ENTRIES SUPPLIED:
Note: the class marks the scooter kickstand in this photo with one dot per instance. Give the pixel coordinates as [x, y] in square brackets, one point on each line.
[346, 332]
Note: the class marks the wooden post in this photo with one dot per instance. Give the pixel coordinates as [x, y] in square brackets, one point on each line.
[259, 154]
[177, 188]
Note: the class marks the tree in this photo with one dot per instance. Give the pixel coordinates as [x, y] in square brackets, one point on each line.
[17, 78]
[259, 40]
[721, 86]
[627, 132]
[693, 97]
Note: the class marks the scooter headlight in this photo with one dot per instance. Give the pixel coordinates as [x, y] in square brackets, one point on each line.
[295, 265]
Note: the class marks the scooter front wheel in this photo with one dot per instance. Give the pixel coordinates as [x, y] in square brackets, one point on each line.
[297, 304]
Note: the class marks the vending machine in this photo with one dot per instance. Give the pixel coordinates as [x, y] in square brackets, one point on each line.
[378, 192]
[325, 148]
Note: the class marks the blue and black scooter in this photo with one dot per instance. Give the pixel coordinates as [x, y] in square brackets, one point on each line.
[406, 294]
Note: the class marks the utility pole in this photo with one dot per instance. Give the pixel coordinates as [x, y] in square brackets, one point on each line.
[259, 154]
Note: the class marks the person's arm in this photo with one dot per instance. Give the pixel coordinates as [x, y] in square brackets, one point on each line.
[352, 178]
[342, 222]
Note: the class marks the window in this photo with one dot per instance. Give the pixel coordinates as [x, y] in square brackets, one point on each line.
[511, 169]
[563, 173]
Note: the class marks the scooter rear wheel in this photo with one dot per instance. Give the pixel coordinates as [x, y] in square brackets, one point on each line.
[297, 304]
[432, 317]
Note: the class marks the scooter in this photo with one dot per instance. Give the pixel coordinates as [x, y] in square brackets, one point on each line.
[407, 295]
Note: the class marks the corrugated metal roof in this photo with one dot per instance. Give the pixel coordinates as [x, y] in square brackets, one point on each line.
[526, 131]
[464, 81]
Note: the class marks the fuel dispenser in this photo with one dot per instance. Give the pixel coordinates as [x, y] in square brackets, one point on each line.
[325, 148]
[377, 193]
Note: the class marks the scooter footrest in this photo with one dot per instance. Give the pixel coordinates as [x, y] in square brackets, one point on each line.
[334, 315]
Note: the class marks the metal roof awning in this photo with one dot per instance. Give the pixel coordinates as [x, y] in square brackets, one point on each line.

REQUIREMENT: Present every row above as a numbered list, omitting any blank lines.

RESULT OF THE TASK:
1. Note: the class marks the scooter kickstand in this photo with one dot per instance. Give the pixel coordinates as [x, y] in square brackets, one point on each line.
2. [346, 332]
3. Note: the class marks the wooden post in this photo with one dot per instance. Give the pixel coordinates as [x, y] in square brackets, one point on each line.
4. [259, 154]
5. [177, 188]
6. Note: the class marks the tree in this photo with one dot per instance. Give the pixel coordinates as [x, y] in square brackets, one point on each line.
7. [17, 78]
8. [259, 40]
9. [721, 86]
10. [627, 132]
11. [693, 97]
12. Note: the class marks the scooter headlight in this photo with one dot per instance. Give the pixel coordinates as [x, y] in square brackets, one point on each line.
13. [295, 265]
14. Note: the class marks the scooter front wheel in this photo with one dot per instance. Give the pixel coordinates as [x, y] in square brackets, one point on each line.
15. [297, 304]
16. Note: the class marks the vending machine in this photo with one dot per instance. Give the pixel coordinates as [x, y] in square brackets, one point on each line.
17. [378, 192]
18. [325, 148]
19. Note: the class marks the blue and black scooter in this photo with one dot per instance. Give the pixel coordinates as [x, y] in square brackets, one point on each line.
20. [406, 294]
21. Note: the class marks the utility pole in this photo with one dot per instance. Give the pixel coordinates as [x, y] in square brackets, one point on each line.
22. [259, 154]
23. Note: the class marks the person's arm in this photo with one dot per instance. Give the pixel coordinates as [x, y] in square brackets, one point on each line.
24. [352, 178]
25. [342, 222]
26. Note: the class marks the window in this photo with one dot per instance. Give the pixel coordinates as [x, y] in square brackets, one point on each line.
27. [511, 169]
28. [563, 173]
29. Note: the class marks the scooter rear wheel in this photo with one dot per instance. Give the pixel coordinates as [x, y] in square brackets, one point on each line.
30. [297, 304]
31. [432, 317]
32. Note: the class marks the scooter in this photo with one dot per instance. Give the pixel coordinates as [x, y] in square brackets, one point on each line.
33. [407, 295]
34. Note: the class marks the corrugated metal roof in this photo with one dot per instance. Give the pixel coordinates as [x, y] in square brackets, one point on each line.
35. [526, 131]
36. [464, 81]
37. Note: the class marks the fuel dispenser in this photo with one dot per instance. Give the pixel coordinates as [x, y] in square brackets, one point on each line.
38. [325, 148]
39. [377, 193]
40. Note: the class marks the scooter footrest in this photo with one dot per instance. Give the pixel coordinates as [x, y] in square brackets, one point on each line.
41. [334, 315]
42. Note: the class marks the metal roof awning in this photo with one dot per instance. Give the pixel coordinates as [x, y] in square brackets, one point on each line.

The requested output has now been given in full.